Which lines in the listing below contain "knot"? Copy each of them.

____________________

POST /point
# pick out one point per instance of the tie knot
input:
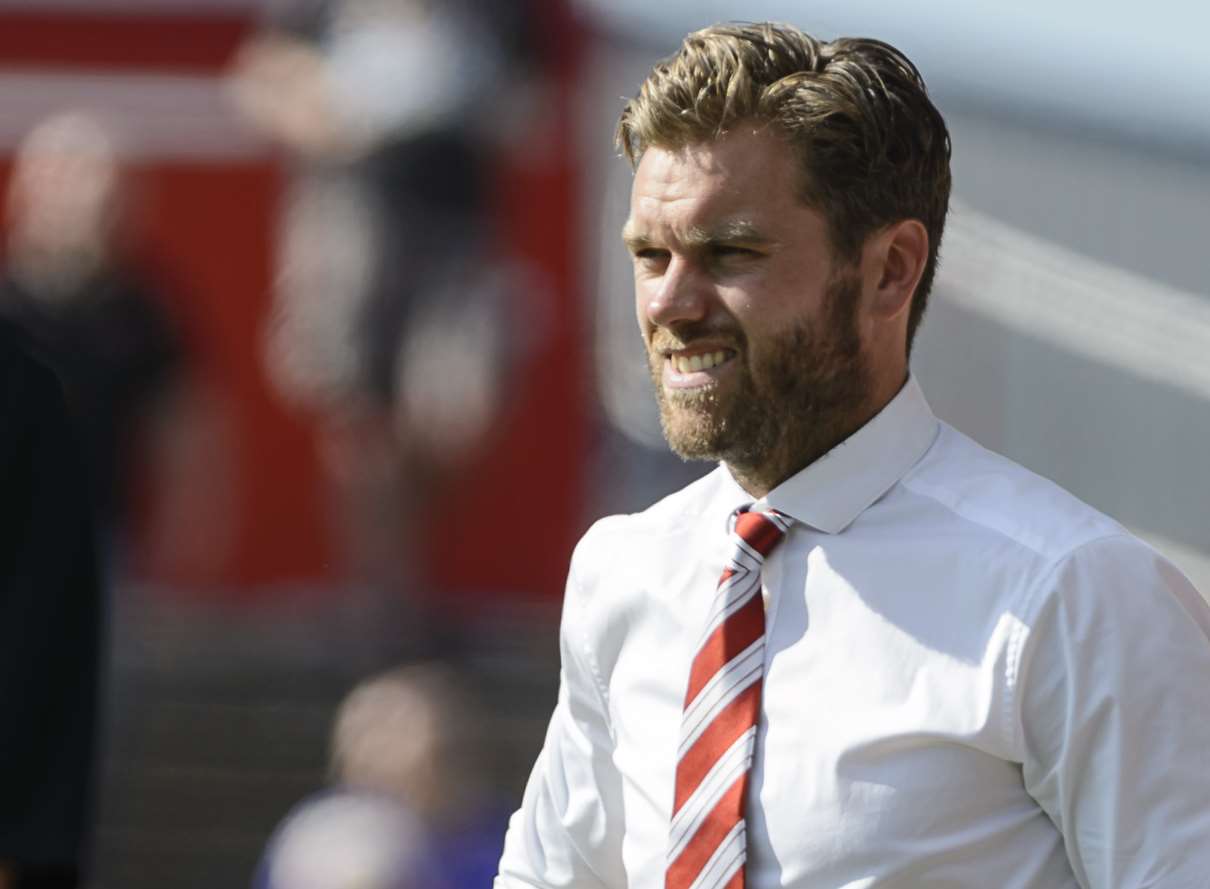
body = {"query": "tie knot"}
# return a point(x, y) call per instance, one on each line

____________________

Answer box:
# pick out one point per instance of the tie knot
body = {"query": "tie knot"}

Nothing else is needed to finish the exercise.